─── Textabschnitt ───
23. Februar 2016

Gabriele Uelsberg, Direktorin Rheinisches Landesmuseum Bonn

Die Künstlerin Rita Rohlfing macht es keinem Betrachter und keinem Interpreten leicht, ihre künstlerische Zielsetzung einer Gattung zuzuordnen. 
Sie ist eine leidenschaftliche Malerin, die sich auf die Auseinandersetzung mit Farbe einlässt, sie malt und doch entstehen keine Gemälde im klassischen Verständnis.
 Sie ist Bildhauerin, die monumentale Skulpturen erschafft, die jedoch niemals Festkörper zu sein scheinen und Volumen nicht nach Außen sondern nach Innen kommunizieren. Sie ist Architektin, die sich stets im Raum definiert und diesen strukturiert und hinterfragt ohne jedoch neue nutzbare Räume zu schaffen sondern sie reduziert den Raum um Räume, die unbetretbar werden.

Der alleinige Wunsch, die Unbegreiflichkeit von Raum und Universum in das planemetrische System eines Leinwandbildes zu setzen, ist für die Künstlerin Rita Rohlfing schon lange nicht mehr ausreichend. Nachdem sie die Wertigkeiten des klassischen Tafelbildes in ihren Bildern bis an die Grenzen geführt hat, indem sie ihre Gemälde durch Brechungen, Verwinkelungen und das sukzessive Aufwölben der ebenen Leinwände in den plastischen Raum hinein erweitert hat, waren die Möglichkeiten des Leinwandbildes gewissermaßen bewusst ausgereizt. Daher erscheint es zwangsläufig, dass sich in ihren Arbeiten seit der Mitte der neunziger Jahre immer stärker die Tendenz festmachen lässt, die Bedingungen der Leinwand und des Tafelbildes nachhaltig zu verlassen und die Malerei direkt in den Raum zu setzen.

Rita Rohlfing konstruiert seither Farbräume in denen sie skulpturale und malerische Elemente so miteinander verknüpft, dass sie sich in ihren jeweiligen Komponenten gegenseitig gleichsam aufheben um gemeinsam ein drittes Element zu schaffen, das vor allem Raum ist und Farbe. Diesen immateriellen Farbraum erfährt der Betrachter auch in den drei jüngsten Installationen, die an unterschiedlichen Orten entstanden sind.
───
*Aufgaben*
1) Schreiben Sie bitte aus dem Text über Rita Rohlfing die Stelle ab, die bei den Worten „Rita Rohlfing konstruiert“ beginnt und nach den Worten „Orten entstanden sind.“ endet.
2) Beantworten Sie anhand des Texts über Rita Rohlfing diese Fragen:
(a) Welche Funktion hat Gabriele Uelsberg laut Text?
(b) Seit wann lässt sich in Rohlfings Arbeiten die Tendenz festmachen, Leinwand und Tafelbild zu verlassen?
(c) In wie vielen jüngsten Installationen erfährt der Betrachter den immateriellen Farbraum?
3) Übersetzen Sie diesen Satz aus dem Text über Rita Rohlfing ins Englische: „Sie ist eine leidenschaftliche Malerin, die sich auf die Auseinandersetzung mit Farbe einlässt, sie malt und doch entstehen keine Gemälde im klassischen Verständnis.“
─── Quelldaten ───
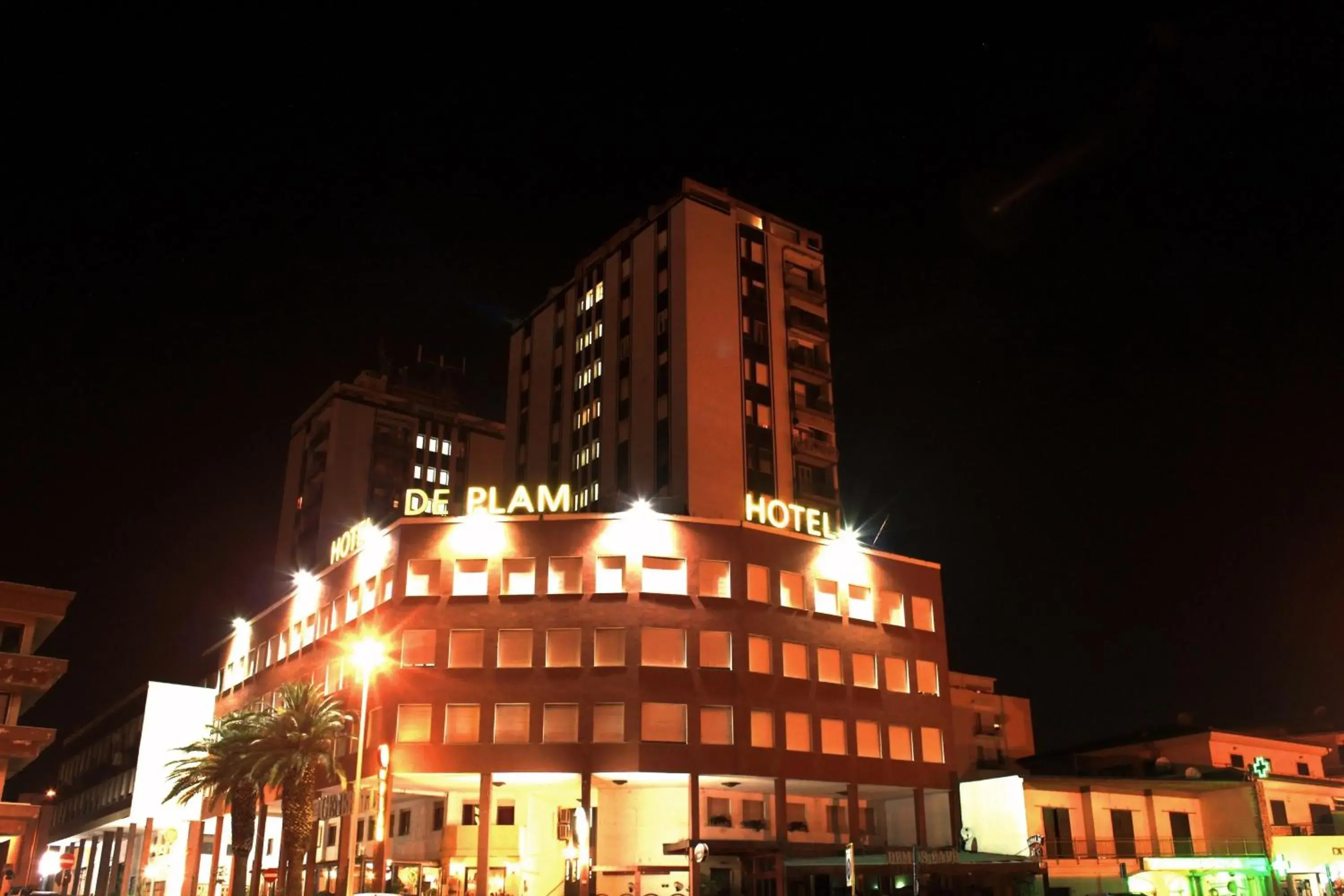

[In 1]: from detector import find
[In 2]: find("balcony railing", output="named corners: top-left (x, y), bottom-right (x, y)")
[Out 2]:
top-left (1042, 837), bottom-right (1265, 861)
───
*Ergebnisse je Aufgabe*
1)
Rita Rohlfing konstruiert seither Farbräume in denen sie skulpturale und malerische Elemente so miteinander verknüpft, dass sie sich in ihren jeweiligen Komponenten gegenseitig gleichsam aufheben um gemeinsam ein drittes Element zu schaffen, das vor allem Raum ist und Farbe. Diesen immateriellen Farbraum erfährt der Betrachter auch in den drei jüngsten Installationen, die an unterschiedlichen Orten entstanden sind.

2)
(a) Sie ist Direktorin des Rheinischen Landesmuseums Bonn.
(b) Seit der Mitte der neunziger Jahre.
(c) In drei.

3) She is a passionate painter who engages in the exploration of color; she paints, and yet no paintings in the classical sense come into being.